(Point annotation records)
-------------------------

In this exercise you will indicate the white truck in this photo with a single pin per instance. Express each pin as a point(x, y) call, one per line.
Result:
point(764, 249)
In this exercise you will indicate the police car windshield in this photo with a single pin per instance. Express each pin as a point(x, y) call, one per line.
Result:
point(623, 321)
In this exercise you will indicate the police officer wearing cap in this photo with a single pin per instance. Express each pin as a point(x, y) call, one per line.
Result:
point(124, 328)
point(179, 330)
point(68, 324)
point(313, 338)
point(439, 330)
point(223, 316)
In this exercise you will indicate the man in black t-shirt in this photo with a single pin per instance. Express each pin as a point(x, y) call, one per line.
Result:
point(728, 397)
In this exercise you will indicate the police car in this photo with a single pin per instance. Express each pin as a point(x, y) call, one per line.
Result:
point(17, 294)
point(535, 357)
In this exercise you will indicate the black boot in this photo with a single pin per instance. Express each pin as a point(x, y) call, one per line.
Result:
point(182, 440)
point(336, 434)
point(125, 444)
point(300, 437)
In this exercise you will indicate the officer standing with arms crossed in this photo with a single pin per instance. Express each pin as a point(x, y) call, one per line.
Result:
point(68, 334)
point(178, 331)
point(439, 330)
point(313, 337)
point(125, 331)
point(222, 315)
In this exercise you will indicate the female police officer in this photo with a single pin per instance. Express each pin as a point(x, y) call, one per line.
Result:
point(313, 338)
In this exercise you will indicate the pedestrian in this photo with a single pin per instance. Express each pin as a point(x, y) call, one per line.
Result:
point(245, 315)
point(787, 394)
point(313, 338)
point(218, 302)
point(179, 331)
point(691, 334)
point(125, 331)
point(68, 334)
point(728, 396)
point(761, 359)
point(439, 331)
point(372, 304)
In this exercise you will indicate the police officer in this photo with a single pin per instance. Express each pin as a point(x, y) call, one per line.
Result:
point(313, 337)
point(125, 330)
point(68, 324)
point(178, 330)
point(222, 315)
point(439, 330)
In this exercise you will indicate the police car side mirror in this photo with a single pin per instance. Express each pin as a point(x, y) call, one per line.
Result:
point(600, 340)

-------------------------

GIVEN INSTRUCTION: Format every line of the records above as a JSON list of strings, one string per line, with blank lines omitted.

ANSWER TO THIS TASK:
[
  "In this exercise you will indicate the white truck in this photo with a single pin per instance. Express each pin as a point(x, y) call, one per line.",
  "Result:",
  "point(764, 249)",
  "In this exercise you will indicate the police car windshield in this photo with a single pin per instance. Express each pin as a point(x, y) call, one per line.",
  "Result:",
  "point(623, 321)",
  "In this exercise you will indicate the police officer wearing cap in this photo with a single pin per instance. Express each pin as a point(x, y) call, one per line.",
  "Result:",
  "point(124, 328)",
  "point(179, 330)",
  "point(68, 324)",
  "point(313, 338)",
  "point(439, 330)",
  "point(223, 316)",
  "In this exercise you will indicate the man in black t-shirt in this photo with a single pin per instance. Express each pin as a point(x, y) call, one per line.",
  "Result:",
  "point(728, 397)",
  "In this exercise you will indicate the police car in this photo with a single pin per instance. Express each pin as a point(x, y) call, one per line.",
  "Result:",
  "point(17, 294)",
  "point(535, 357)",
  "In this exercise you will indicate the black boot in this photo with a single pin per instance. Express each pin as a point(x, y) call, one per line.",
  "Result:",
  "point(182, 440)",
  "point(336, 434)",
  "point(125, 444)",
  "point(300, 437)",
  "In this exercise you will indicate the officer standing with arms crossed in this photo with a single pin per instance. Express each pin as a point(x, y) call, one per line.",
  "Result:",
  "point(68, 334)",
  "point(178, 331)",
  "point(439, 330)",
  "point(313, 337)",
  "point(125, 331)",
  "point(222, 315)",
  "In this exercise you will indicate the female police officer in this photo with a single pin per instance. Express each pin as a point(x, y) call, one per line.",
  "Result:",
  "point(313, 338)",
  "In this exercise you will indicate the pedestrian in this photo with a single pin per instance. Express each pin as a point(x, y) call, one per line.",
  "Result:",
  "point(245, 315)",
  "point(787, 394)",
  "point(313, 338)",
  "point(218, 302)",
  "point(179, 331)",
  "point(691, 334)",
  "point(125, 331)",
  "point(68, 334)",
  "point(728, 396)",
  "point(761, 359)",
  "point(439, 331)",
  "point(372, 304)",
  "In this exercise you will indicate the police officer in this photo with a single pin per instance. Express each pin as a point(x, y) call, one per line.",
  "Result:",
  "point(313, 337)",
  "point(125, 330)",
  "point(68, 324)",
  "point(178, 330)",
  "point(222, 315)",
  "point(439, 330)",
  "In this exercise you will indicate the police car side mirror in this photo with a single pin per instance. Express each pin as a point(x, y) call, one per line.",
  "Result:",
  "point(600, 340)"
]